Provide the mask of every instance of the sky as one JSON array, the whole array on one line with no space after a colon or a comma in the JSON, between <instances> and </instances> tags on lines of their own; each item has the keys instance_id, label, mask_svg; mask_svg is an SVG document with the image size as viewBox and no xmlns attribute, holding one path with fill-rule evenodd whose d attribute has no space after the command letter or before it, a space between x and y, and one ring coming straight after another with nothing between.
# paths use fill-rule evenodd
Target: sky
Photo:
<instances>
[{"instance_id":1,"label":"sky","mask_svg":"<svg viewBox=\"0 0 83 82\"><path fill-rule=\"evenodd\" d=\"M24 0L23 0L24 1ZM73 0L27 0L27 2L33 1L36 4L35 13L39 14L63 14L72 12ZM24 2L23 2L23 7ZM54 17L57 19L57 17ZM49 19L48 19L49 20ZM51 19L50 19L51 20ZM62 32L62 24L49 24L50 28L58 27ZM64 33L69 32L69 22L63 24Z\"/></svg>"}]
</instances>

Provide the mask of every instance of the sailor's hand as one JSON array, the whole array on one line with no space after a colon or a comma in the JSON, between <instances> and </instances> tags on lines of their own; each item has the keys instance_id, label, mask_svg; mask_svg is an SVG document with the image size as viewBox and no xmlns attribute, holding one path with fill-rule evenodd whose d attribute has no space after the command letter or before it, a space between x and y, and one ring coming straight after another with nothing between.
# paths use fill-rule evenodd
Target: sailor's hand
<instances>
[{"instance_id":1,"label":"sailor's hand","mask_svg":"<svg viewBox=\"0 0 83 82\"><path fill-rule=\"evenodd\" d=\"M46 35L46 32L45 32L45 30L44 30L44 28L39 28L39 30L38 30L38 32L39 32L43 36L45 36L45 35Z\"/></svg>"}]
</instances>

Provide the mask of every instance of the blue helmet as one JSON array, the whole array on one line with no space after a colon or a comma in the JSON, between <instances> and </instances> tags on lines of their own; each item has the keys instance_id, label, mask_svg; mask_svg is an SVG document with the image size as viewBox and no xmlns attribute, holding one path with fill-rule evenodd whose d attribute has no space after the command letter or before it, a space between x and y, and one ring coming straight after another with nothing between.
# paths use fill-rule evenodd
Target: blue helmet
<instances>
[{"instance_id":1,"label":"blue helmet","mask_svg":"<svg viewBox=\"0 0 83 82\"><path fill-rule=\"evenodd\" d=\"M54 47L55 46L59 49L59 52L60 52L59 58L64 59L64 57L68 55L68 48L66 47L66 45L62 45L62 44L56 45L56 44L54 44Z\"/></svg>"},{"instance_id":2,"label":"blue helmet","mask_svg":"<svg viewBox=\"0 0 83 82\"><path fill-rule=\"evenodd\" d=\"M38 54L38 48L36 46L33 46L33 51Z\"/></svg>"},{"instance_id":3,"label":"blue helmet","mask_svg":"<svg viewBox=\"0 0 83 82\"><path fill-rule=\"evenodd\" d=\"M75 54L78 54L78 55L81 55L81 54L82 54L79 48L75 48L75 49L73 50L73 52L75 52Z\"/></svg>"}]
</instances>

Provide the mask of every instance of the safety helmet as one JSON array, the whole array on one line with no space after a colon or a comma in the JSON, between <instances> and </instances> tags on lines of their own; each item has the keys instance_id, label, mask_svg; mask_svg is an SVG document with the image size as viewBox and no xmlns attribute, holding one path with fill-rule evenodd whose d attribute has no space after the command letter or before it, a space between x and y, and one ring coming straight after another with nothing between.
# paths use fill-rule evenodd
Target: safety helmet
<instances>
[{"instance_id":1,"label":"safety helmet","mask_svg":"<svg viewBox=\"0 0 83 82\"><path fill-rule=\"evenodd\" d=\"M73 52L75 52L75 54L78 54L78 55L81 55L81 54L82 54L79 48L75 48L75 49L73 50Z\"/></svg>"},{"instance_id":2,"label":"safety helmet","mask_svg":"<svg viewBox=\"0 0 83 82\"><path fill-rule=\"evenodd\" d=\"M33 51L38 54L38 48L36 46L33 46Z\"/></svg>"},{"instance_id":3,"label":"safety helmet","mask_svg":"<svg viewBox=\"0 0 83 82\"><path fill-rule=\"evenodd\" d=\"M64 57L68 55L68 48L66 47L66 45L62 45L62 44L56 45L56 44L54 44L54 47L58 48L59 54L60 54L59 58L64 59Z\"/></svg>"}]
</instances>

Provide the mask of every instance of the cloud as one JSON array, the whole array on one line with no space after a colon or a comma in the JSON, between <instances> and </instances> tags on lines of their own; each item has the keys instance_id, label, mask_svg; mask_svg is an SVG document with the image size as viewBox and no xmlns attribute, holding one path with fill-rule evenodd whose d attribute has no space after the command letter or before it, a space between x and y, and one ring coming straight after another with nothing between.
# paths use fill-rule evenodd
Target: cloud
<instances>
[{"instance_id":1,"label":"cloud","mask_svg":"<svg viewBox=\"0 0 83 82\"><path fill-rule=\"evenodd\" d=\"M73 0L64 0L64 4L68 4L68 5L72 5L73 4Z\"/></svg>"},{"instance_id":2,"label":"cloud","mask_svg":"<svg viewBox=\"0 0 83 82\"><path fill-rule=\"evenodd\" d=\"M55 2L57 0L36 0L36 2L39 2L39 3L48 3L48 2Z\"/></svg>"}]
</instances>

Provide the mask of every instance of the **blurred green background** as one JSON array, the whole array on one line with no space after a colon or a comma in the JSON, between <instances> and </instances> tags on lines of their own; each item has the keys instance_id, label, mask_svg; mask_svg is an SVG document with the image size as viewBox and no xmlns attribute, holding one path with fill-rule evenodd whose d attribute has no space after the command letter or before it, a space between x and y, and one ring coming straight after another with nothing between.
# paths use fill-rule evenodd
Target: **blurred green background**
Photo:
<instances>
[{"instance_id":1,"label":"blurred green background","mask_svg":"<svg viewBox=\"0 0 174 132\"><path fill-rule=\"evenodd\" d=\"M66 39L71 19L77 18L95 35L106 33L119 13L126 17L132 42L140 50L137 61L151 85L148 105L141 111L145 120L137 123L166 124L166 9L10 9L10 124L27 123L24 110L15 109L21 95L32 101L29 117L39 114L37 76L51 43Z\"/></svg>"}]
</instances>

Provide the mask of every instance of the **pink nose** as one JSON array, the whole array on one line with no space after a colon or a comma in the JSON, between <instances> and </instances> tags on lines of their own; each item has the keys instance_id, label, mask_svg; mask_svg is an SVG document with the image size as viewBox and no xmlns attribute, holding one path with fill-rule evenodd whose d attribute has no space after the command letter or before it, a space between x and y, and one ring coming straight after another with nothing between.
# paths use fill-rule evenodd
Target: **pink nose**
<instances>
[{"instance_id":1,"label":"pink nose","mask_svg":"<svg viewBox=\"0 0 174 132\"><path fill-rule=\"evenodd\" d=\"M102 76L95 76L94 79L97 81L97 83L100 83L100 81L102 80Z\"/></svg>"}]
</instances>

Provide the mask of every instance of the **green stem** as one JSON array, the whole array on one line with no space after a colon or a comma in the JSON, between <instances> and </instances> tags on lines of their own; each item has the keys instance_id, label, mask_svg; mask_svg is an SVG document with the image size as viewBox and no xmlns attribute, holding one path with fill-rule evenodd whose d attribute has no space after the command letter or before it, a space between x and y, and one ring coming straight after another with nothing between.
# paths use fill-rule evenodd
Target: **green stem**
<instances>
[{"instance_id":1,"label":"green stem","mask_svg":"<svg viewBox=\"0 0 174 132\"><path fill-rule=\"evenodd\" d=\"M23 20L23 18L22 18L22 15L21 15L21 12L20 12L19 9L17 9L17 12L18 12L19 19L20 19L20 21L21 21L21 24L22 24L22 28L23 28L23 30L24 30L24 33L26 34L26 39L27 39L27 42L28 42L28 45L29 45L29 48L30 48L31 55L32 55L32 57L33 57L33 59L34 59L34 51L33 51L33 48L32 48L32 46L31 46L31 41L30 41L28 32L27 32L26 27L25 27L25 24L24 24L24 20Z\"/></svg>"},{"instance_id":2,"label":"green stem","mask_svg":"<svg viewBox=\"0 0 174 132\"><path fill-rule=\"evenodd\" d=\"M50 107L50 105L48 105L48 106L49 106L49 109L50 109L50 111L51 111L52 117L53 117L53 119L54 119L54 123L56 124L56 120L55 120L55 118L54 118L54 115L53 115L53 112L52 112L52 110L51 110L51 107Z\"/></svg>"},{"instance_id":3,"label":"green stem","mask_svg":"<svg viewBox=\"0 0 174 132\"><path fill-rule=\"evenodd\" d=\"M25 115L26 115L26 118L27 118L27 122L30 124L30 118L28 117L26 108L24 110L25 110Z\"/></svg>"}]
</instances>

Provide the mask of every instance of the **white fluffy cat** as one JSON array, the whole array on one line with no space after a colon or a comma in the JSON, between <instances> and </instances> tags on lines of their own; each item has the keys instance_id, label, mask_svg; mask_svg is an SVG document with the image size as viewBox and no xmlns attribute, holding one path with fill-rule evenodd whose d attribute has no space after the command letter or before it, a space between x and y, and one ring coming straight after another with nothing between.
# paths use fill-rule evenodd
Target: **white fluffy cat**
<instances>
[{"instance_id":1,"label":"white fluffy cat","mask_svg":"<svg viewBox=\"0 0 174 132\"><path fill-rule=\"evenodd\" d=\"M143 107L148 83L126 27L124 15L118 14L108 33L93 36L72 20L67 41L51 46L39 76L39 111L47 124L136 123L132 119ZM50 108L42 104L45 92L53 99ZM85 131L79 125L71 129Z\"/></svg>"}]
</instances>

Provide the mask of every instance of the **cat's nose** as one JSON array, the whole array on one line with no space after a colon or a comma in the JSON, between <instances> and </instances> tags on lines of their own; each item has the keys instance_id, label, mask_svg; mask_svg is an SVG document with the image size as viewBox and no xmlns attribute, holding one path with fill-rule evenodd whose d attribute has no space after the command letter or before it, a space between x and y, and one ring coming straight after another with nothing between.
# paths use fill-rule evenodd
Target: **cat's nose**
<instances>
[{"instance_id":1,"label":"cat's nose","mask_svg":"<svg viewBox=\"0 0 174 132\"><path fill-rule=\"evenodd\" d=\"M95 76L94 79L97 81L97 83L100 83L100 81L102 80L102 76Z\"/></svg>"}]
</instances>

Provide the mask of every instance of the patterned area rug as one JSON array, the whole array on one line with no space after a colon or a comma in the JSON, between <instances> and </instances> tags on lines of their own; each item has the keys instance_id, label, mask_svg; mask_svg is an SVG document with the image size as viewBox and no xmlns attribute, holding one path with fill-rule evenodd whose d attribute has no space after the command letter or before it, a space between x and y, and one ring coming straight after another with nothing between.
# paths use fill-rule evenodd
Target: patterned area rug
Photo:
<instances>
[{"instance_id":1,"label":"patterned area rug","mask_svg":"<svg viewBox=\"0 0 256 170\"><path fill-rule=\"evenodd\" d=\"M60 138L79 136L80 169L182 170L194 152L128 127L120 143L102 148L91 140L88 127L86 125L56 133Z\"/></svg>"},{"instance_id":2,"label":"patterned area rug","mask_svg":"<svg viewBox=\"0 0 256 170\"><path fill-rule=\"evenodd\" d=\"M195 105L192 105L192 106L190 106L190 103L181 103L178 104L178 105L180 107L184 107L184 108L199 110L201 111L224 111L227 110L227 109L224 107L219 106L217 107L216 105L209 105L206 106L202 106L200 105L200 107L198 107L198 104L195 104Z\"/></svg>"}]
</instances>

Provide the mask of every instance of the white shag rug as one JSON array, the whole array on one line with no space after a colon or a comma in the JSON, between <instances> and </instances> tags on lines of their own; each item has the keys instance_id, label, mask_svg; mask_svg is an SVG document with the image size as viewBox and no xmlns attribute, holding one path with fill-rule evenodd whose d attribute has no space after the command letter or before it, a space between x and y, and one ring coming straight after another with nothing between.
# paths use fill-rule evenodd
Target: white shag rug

### GIVEN REQUEST
Beginning at the line that holds "Provide the mask of every instance of the white", reproduce each line of the records above down to and including the last one.

### CORRECT RESULT
Provide the mask of every instance of the white shag rug as one JSON array, the whole array on one line with no space after a colon or a comma in the JSON, between <instances> and </instances> tags on lines of their own; each item has the keys instance_id, label, mask_svg; mask_svg is an SVG document with the image size as viewBox and no xmlns attribute, holding one path with fill-rule evenodd whose d attribute has no space after the command letter or before it, a space between x and y, and one ring coming straight after another with nothing between.
# paths use fill-rule evenodd
Target: white shag rug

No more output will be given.